→ **Brief A**: Output the passage of the NumPy array-ordering post between "I can see that" and "all for replying.", inclusive, reproduced verbatim.
→ **Brief B**: Show each line of the records that contains the string "woman", matching case exactly.

→ **Document**:
=-=-=-=-=

I can see that my original thought about "modifying NumPy source and
re-compile" is probably a bad idea. The suggestions about using
"fortran_zeros = partial(np.zeros(order='F'))" is probably the best way so
far, in my opinion, and I am going to give it a try.
Again, thank you all for replying.
Kang
Post by Sturla MoldenCan anyone provide any insight/help?
There is no "default order". There was before, but now all operators
control the order of their return arrays from the order of their input
array.
This is... overoptimistic. I would not rely on this in code that I wrote.
It's true that many numpy operations do preserve the input order. But
there are also many operations that don't. And which are which often
changes between releases. (Not on purpose usually, but it's an easy bug to
introduce. And sometimes it is done intentionally, e.g. to make functions
faster. It sucks to have to make a function slower for everyone because
someone somewhere is depending on memory layout default details.) And there
are operations where it's not even clear what preserving order means
(indexing a C array with a Fortran array, add(C, fortran), ...), and even
lots of operations that intrinsically break contiguity/ordering (transpose,
diagonal, slicing, swapaxes, ...), so you will end up with mixed orderings
one way or another in any non-trivial program.

=-=-=-=-=

→ **Supplied material**:
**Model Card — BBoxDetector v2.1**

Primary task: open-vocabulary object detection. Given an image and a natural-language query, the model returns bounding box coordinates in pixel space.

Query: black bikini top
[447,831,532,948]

=-=-=-=-=

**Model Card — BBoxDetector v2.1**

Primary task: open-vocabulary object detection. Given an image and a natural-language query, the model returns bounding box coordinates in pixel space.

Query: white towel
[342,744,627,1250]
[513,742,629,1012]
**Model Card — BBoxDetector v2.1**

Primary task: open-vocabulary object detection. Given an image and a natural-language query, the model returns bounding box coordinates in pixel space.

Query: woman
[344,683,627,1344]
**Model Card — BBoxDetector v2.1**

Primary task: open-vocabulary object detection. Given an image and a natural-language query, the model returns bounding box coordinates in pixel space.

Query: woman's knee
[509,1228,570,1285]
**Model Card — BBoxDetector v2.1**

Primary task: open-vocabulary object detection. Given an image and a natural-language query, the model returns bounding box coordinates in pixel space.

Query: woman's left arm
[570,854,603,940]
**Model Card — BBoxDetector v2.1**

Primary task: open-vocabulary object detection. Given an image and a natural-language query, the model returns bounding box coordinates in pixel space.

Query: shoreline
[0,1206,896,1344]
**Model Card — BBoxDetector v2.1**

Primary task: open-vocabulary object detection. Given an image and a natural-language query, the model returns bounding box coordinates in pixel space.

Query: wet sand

=-=-=-=-=

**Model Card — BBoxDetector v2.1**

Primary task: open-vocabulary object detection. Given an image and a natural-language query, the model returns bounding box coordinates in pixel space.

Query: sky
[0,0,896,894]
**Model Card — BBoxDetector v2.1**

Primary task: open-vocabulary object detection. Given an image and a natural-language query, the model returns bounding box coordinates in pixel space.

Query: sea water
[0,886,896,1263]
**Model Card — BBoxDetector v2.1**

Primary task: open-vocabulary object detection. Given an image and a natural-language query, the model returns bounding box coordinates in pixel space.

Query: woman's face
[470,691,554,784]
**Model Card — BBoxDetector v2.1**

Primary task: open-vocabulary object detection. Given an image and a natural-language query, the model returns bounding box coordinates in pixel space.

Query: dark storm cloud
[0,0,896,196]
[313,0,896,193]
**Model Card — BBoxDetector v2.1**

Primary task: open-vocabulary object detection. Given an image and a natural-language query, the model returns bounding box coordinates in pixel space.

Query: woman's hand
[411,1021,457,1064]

=-=-=-=-=

→ **Exercise answer A**:
I can see that my original thought about "modifying NumPy source and
re-compile" is probably a bad idea. The suggestions about using
"fortran_zeros = partial(np.zeros(order='F'))" is probably the best way so
far, in my opinion, and I am going to give it a try.
Again, thank you all for replying.

→ **Exercise answer B**:
Query: woman
Query: woman's knee
Query: woman's left arm
Query: woman's face
Query: woman's hand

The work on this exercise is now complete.